-- TASK DIRECTIONS --
Show each line below that contains the word "rear", and treat uppercase and lowercase letters as different.

# start of TASK DATA

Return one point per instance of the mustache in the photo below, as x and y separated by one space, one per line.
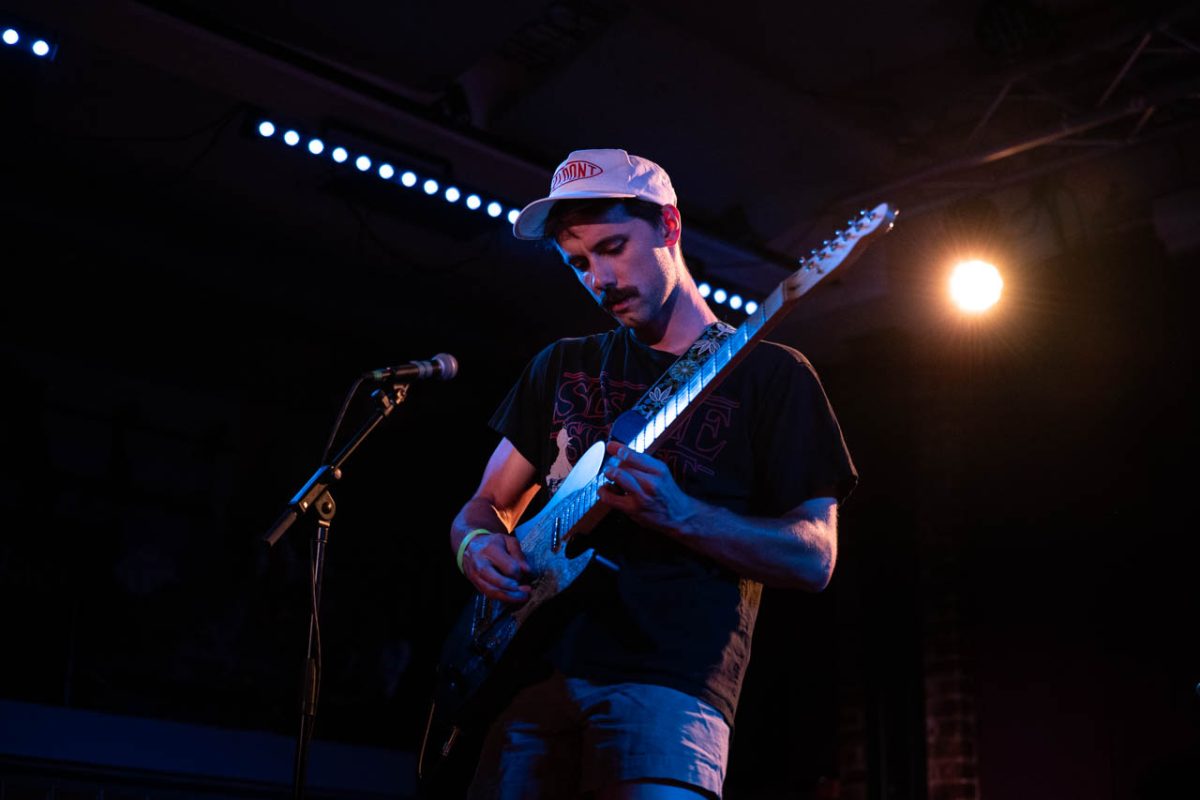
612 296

# end of TASK DATA
# start of TASK DATA

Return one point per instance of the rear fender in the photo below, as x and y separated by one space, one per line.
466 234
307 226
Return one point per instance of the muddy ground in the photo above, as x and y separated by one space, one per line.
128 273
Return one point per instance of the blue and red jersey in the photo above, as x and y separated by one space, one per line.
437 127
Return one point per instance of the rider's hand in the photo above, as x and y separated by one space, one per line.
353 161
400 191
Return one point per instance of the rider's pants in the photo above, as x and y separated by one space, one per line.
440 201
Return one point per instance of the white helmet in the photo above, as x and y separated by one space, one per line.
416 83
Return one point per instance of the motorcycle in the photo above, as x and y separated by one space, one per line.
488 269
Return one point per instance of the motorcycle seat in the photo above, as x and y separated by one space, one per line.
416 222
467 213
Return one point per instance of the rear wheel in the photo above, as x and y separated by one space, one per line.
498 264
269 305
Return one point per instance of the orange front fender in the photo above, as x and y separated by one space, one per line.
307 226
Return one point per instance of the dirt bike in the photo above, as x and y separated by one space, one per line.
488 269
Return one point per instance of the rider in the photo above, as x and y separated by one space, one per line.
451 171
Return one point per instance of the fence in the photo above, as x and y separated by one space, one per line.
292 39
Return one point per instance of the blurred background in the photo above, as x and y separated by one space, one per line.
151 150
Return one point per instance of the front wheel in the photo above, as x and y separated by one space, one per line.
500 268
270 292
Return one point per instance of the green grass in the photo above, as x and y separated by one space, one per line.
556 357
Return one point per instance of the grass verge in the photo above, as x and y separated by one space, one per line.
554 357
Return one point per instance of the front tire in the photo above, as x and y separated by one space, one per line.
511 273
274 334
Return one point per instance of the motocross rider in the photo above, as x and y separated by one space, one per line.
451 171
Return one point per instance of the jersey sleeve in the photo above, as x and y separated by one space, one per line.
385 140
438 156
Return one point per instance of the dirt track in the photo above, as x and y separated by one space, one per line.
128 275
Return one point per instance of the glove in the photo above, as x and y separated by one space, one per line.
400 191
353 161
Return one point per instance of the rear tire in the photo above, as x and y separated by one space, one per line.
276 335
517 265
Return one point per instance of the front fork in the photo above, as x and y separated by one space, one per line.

# end of TASK DATA
# start of TASK DATA

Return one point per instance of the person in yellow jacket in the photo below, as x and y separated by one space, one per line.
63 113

# end of TASK DATA

-- ANSWER TO THIS PROBLEM --
Return one point per instance of the rear fender in the photo below, as x and y separated by one space, one per line.
Return one point per instance of the rear wheel in the photo above, as x and y separated by one space, one per line.
Return one point per instance of the rear tire in the photo above, as x and y separated by one space, one per line.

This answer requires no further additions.